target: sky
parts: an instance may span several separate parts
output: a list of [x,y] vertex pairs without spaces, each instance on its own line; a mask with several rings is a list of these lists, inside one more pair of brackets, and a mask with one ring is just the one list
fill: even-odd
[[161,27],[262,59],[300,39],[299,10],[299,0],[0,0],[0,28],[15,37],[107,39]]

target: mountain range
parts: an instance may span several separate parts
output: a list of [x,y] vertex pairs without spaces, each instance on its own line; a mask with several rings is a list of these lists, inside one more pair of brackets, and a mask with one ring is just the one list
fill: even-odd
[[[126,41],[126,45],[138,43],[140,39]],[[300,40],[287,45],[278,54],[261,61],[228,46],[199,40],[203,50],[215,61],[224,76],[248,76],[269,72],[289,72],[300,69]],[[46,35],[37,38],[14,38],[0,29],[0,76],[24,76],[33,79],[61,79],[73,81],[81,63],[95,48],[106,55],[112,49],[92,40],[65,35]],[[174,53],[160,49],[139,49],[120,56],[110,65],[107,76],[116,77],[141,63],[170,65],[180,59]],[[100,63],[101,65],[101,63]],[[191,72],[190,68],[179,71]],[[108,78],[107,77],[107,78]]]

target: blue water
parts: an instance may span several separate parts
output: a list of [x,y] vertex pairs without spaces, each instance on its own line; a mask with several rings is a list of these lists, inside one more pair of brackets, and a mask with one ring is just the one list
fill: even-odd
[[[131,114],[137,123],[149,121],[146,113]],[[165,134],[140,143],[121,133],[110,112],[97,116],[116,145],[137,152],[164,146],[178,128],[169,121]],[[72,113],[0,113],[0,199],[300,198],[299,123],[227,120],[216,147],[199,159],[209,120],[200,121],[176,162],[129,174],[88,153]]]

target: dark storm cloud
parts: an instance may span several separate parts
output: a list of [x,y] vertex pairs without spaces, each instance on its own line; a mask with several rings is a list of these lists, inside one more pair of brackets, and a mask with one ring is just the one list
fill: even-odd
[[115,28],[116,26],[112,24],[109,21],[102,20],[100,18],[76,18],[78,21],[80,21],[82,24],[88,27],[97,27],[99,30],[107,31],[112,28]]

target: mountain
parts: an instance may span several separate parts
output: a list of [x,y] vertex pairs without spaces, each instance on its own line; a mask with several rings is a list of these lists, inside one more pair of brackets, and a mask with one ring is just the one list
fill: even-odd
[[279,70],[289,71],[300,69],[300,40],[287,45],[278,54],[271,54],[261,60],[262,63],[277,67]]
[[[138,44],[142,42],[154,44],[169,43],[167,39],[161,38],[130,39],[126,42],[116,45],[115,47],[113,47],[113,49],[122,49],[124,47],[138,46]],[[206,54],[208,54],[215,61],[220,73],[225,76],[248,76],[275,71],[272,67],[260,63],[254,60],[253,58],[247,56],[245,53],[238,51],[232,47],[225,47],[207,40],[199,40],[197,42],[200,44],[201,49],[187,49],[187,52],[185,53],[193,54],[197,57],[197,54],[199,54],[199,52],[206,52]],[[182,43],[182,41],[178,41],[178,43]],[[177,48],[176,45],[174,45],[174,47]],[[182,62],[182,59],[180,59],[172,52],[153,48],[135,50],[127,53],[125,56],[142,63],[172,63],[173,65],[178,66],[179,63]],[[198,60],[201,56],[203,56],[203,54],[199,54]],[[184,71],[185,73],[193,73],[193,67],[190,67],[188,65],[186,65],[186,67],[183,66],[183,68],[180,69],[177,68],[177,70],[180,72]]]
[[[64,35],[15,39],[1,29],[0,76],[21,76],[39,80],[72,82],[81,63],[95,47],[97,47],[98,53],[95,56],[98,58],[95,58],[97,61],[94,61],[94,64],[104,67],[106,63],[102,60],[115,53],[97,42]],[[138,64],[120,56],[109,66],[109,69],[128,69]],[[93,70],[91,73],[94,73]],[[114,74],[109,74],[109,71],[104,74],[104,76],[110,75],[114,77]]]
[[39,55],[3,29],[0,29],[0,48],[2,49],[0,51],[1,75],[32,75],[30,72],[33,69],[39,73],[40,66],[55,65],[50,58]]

#### [Problem requirements]
Output every line of the rows above again, character for character, without changing, dropping, or adding anything.

#### [Output for this exercise]
target: sky
parts: an instance may span several separate parts
output: a list of [x,y] vertex pairs without spaces, each instance on its own line; a mask with several rings is a list of these lists, inside one more pair of brackets, and a mask with one ring is just the one list
fill: even-odd
[[161,27],[262,59],[300,39],[299,10],[299,0],[0,0],[0,28],[15,37],[107,39]]

target: mountain range
parts: an instance may span several separate parts
output: a list of [x,y] vertex pairs without spaces, each instance on its own line; a mask with several rings is a list of these lists, inside one more pair of brackets, and a mask with one ring is just the one list
fill: even-odd
[[[126,41],[126,45],[138,43],[140,39]],[[300,40],[287,45],[278,54],[261,61],[228,46],[199,40],[203,50],[215,61],[224,76],[248,76],[269,72],[289,72],[300,69]],[[46,35],[37,38],[14,38],[0,29],[0,76],[24,76],[33,79],[61,79],[73,81],[81,63],[95,48],[106,55],[112,49],[92,40],[65,35]],[[174,53],[160,49],[139,49],[120,56],[110,65],[107,76],[116,77],[141,63],[170,65],[180,59]],[[100,63],[101,65],[101,63]],[[191,72],[190,68],[179,71]],[[108,78],[107,77],[107,78]]]

target: blue water
parts: an instance may span several separate parts
output: a list of [x,y] vertex pairs without spaces, each instance on its own line; a mask with several rings is a list of these lists, inside one more pair of brackets, and a mask with one ring is just the one list
fill: even-odd
[[[131,114],[137,123],[149,121],[146,113]],[[165,134],[140,143],[121,133],[110,112],[97,116],[116,145],[137,152],[164,146],[178,128],[169,121]],[[72,113],[0,113],[0,199],[300,198],[299,123],[227,120],[216,147],[199,159],[209,120],[200,121],[176,162],[129,174],[88,153]]]

target: dark storm cloud
parts: an instance may span several separate parts
output: a list of [x,y] vertex pairs without spaces, each instance on its own line; a mask with several rings is a list of these lists, inside one more pair of brackets, and a mask with one ring is just the one list
fill: even-odd
[[115,28],[116,26],[112,24],[109,21],[102,20],[100,18],[76,18],[78,21],[80,21],[82,24],[88,27],[97,27],[99,30],[107,31],[112,28]]

target: mountain
parts: an instance may span several separate parts
output: a list of [x,y] vertex pairs without spaces, each instance on its own line; a mask with several rings is a list of these lists, inside one more pair of brackets, and a mask with one ring is just the one list
fill: even-odd
[[279,70],[289,71],[300,69],[300,40],[287,45],[278,54],[271,54],[261,60],[262,63],[277,67]]
[[[138,44],[142,42],[154,44],[169,43],[167,39],[161,38],[130,39],[126,42],[116,45],[115,47],[113,47],[113,49],[122,49],[124,47],[138,46]],[[206,54],[208,54],[215,61],[220,73],[225,76],[248,76],[275,71],[272,67],[260,63],[254,60],[253,58],[247,56],[245,53],[238,51],[232,47],[225,47],[207,40],[199,40],[197,42],[200,44],[201,49],[187,49],[187,52],[185,53],[193,54],[197,57],[197,54],[199,54],[199,52],[206,52]],[[182,43],[182,41],[178,41],[178,43]],[[177,48],[176,45],[174,45],[174,47]],[[182,62],[182,59],[180,59],[172,52],[153,48],[135,50],[127,53],[125,56],[142,63],[172,63],[173,65],[178,66],[179,63]],[[198,60],[201,56],[203,56],[203,54],[199,54]],[[184,71],[185,73],[193,73],[193,67],[190,67],[188,65],[186,65],[186,67],[183,66],[183,68],[180,69],[177,68],[177,70],[180,72]]]
[[[64,35],[15,39],[1,29],[0,76],[21,76],[39,80],[72,82],[81,63],[95,47],[97,47],[98,53],[95,56],[98,58],[95,58],[97,61],[94,61],[94,64],[104,67],[106,63],[102,60],[115,53],[97,42]],[[138,64],[120,56],[109,66],[109,69],[128,69]],[[93,70],[91,73],[94,73]],[[114,74],[109,74],[109,71],[104,74],[104,76],[110,75],[114,77]]]
[[39,55],[3,29],[0,29],[0,48],[2,49],[0,51],[1,75],[32,75],[30,72],[33,69],[39,73],[40,66],[55,65],[50,58]]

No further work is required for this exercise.